**SUPPLIED PASSAGE**
☆ ☆ ☆ ☆ ☆ ☆ ☆

Studio album by Prefuse 73
- Released: May 12, 2015
- Length: 43:37
- Label: Temporary Residence Limited
- Producer: Guillermo Scott Herren

Prefuse 73 chronology
| Forsyth Garden (2015) | Rivington Não Rio (2015) | Every Color of Darkness (2015) |

= Rivington Não Rio =

Rivington Não Rio is a studio album by American producer Guillermo Scott Herren under his alias of Prefuse 73, released by Temporary Residence Limited in 2015. Rivington Não Rio was Herren's first album since 2011's The Only She Chapters, after which he was told by his label that they would not be accepting more material from him. After the release, he spent his time away from music and then later collaborating with other artists and attempting to start a new label called Yellow Year.

After four years since his past album, Herren signed to Temporary Residence Limited and released two EPs along with Rivington Não Rio in 2015. The album received generally favorable reviews.

==Background and production==
In 2011, after releasing The Only She Chapters, Herron's eighth album for Warp, the label informed Herren that it would not accept any more material from him. This led to the rights to the master recordings of his material to be kept with the label. Herren was not sure why he was dropped by Warp and felt unsure about what direction to take next. Herren worked with Teebs (real name Mtendere Mandowa) creating a group called Sons of the Morning. In 2013, he launched a label called Yellow Year, which would release an album titled Speak Soon a collaboration between Herren and many contemporary and older musicians including Mandowa and Chung as well as the reclusive Swiss musician Dimitri Grimm, Dimlite. Herren embarked on a month-long American tour in January 2014 under the Yellow Year banner, but the album was not released due to creative and operational differences. The remainder of 2014 was spent looking for a label to release his new material. Under the recommendation of musicians Nigel Godrich and Kieran Hebden, Herron signed to Temporary Residence Limited.

☆ ☆ ☆ ☆ ☆ ☆ ☆

**STORED DATA**
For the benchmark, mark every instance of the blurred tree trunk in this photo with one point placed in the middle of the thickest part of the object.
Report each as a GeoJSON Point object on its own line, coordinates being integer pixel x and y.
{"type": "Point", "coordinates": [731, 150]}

☆ ☆ ☆ ☆ ☆ ☆ ☆

**WHAT IS REQUIRED**
What label did Herren launch in 2013, according to the article on Rivington Não Rio? The listing comes from a separate source.

**REPLY**
Yellow Year.